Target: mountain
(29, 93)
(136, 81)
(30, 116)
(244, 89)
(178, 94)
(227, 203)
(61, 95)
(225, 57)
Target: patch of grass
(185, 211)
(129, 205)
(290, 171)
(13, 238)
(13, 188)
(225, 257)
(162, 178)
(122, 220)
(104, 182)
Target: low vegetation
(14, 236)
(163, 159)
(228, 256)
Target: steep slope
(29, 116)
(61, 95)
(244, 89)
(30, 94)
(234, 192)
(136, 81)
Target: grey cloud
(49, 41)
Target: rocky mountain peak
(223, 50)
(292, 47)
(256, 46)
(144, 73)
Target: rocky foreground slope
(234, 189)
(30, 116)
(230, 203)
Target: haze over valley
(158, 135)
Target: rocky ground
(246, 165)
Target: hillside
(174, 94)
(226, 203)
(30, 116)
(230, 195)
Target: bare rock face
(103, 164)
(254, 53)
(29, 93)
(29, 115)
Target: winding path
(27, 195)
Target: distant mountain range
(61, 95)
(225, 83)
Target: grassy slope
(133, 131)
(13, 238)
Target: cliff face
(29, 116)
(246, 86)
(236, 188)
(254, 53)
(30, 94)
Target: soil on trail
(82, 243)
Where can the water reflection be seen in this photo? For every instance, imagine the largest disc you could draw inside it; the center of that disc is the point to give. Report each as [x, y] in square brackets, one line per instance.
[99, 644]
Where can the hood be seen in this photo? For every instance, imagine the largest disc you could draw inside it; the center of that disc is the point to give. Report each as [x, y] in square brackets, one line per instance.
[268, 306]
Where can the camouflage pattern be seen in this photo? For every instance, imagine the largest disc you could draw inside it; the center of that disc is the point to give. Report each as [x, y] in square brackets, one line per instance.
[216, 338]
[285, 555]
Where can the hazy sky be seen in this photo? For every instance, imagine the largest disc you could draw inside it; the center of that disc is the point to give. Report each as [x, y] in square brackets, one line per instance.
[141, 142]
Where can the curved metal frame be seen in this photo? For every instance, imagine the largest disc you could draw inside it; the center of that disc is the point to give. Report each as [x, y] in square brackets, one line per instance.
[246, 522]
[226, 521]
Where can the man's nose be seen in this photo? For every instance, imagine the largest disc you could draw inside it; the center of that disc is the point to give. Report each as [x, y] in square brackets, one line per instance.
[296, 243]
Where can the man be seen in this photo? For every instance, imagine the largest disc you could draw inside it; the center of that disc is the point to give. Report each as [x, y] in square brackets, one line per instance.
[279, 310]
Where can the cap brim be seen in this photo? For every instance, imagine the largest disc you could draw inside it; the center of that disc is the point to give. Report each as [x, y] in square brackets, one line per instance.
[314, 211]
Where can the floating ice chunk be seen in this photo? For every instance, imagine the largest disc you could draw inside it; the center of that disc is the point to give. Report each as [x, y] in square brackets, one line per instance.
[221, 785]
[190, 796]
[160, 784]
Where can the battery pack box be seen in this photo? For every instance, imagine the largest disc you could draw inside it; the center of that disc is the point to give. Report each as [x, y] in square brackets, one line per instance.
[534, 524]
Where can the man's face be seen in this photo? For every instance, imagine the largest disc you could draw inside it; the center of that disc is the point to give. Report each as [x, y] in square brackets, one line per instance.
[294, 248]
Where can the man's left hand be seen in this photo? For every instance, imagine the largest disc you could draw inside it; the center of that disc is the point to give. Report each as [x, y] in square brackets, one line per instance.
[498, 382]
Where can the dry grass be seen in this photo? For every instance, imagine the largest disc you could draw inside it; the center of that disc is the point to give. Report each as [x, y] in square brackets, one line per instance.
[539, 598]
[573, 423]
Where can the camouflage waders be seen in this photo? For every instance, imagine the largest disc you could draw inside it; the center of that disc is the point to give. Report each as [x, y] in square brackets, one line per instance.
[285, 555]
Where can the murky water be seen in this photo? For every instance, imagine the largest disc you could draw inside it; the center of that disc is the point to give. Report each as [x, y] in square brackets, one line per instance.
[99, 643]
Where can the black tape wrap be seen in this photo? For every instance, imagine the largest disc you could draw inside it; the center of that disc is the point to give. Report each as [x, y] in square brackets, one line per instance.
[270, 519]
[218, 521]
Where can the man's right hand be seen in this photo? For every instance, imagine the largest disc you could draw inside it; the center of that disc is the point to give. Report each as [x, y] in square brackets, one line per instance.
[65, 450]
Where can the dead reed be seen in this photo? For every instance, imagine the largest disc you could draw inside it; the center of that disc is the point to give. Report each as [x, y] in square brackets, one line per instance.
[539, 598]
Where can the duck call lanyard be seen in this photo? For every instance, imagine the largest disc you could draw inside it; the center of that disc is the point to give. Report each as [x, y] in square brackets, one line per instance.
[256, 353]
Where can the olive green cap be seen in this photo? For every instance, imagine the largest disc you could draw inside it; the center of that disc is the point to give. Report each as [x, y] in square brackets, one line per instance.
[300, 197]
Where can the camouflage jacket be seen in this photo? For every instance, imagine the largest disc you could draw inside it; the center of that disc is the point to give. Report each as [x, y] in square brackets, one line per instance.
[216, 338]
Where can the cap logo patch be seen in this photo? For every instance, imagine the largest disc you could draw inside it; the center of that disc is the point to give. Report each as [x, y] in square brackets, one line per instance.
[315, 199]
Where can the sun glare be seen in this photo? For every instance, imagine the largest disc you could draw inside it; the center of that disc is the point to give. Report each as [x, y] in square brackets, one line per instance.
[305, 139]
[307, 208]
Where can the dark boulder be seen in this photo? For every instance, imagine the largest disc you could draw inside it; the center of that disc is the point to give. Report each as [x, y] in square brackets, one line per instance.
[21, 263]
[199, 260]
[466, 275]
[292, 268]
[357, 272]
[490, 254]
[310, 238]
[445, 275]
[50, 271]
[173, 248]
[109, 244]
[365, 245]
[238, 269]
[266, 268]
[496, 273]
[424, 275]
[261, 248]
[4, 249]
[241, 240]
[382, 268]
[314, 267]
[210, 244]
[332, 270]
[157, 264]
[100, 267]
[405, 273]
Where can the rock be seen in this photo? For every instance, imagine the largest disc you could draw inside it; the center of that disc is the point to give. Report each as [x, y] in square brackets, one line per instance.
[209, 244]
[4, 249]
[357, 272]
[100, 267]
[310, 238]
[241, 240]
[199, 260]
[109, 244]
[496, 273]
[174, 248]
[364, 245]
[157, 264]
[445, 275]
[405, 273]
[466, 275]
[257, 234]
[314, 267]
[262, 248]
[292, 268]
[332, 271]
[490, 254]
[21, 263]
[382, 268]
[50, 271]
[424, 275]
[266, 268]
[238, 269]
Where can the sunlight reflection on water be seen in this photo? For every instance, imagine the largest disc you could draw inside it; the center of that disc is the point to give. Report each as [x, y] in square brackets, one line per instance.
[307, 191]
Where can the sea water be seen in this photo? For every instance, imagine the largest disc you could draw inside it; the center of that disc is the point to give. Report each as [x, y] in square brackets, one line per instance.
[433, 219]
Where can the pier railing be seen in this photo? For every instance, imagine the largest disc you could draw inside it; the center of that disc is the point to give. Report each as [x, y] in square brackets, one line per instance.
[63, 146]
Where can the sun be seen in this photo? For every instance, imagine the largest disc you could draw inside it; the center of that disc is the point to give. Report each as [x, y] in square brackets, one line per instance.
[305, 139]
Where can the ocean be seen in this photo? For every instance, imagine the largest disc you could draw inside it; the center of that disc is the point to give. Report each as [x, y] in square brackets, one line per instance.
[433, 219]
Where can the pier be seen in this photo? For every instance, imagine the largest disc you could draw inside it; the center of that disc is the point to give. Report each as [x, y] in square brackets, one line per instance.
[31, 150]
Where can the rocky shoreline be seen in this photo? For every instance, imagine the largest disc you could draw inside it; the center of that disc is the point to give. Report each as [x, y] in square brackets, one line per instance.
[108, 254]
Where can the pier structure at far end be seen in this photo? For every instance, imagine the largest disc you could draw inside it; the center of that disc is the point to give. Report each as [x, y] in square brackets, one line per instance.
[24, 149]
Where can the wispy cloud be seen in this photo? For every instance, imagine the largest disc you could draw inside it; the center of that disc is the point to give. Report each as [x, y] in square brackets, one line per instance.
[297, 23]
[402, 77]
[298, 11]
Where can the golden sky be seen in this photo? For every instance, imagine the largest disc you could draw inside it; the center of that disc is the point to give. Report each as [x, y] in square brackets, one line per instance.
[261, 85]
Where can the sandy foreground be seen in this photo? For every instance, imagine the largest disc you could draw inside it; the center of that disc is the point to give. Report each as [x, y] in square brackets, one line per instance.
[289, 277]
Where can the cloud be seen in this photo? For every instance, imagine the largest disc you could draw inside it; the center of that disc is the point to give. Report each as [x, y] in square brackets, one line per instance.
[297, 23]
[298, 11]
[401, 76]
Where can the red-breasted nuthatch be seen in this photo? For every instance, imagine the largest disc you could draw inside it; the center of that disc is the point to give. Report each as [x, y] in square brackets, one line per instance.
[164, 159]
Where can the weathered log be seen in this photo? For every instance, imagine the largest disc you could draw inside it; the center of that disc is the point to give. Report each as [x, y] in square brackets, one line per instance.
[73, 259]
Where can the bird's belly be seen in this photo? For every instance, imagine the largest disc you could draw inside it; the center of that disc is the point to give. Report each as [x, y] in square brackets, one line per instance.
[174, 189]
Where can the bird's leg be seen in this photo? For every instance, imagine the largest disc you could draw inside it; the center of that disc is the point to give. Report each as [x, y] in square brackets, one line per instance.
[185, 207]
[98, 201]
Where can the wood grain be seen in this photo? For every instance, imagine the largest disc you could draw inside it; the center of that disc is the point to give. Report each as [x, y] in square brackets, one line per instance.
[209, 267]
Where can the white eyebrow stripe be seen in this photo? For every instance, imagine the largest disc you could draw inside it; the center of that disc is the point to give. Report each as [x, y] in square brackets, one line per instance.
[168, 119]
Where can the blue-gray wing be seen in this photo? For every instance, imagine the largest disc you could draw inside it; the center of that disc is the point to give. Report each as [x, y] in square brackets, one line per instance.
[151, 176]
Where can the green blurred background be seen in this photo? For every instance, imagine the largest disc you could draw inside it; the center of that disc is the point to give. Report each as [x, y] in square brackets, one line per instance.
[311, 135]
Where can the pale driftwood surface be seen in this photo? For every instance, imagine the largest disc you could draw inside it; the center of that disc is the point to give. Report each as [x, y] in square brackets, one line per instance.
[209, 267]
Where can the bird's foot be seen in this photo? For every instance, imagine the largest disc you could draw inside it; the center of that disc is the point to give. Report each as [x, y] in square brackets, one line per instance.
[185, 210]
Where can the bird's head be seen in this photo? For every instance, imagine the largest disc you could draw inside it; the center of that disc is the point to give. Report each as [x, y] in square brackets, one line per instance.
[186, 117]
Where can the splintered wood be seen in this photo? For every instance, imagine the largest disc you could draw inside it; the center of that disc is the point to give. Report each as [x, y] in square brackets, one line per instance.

__Task requirements__: Take the line that contains "Where can the blue-gray" and every line after it in the material above. Set those lines down exactly and nothing more.

__Written solution__:
Where can the blue-gray wing be seen in this photo? For every instance, imagine the largest disc you could draw inside it; the center of that disc is the point to give. Report each as [x, y] in square brackets, one line per instance.
[151, 176]
Where can the green blurred background be seen in this photo? For every instance, imagine the largest disc you could draw inside it; the center of that disc is the point to give. Report each as [x, y] in square brackets, one line per instance.
[311, 135]
Where can the pale driftwood surface be seen in this photo? For every instance, imagine the largest disc you could draw inside it; the center of that disc is the point to give. Report each as [x, y] in square brackets, one line per instance.
[209, 267]
Where can the bird's foot be seen in this photo? For every instance, imagine the largest disc you could draw inside it; the center of that disc is the point to give. Report each as [x, y] in square brackets, one line per instance.
[185, 210]
Where can the bird's head be seen in this photo? For every instance, imagine the largest disc you could draw inside it; the center of that disc is the point to give. Report each as [x, y] in square brackets, one line per instance.
[186, 117]
Where can the splintered wood be seen in this photo? For every instance, imagine the largest disc you could draw inside it; the center of that disc is the point to give. Report each as [x, y] in square brackets, one line per instance.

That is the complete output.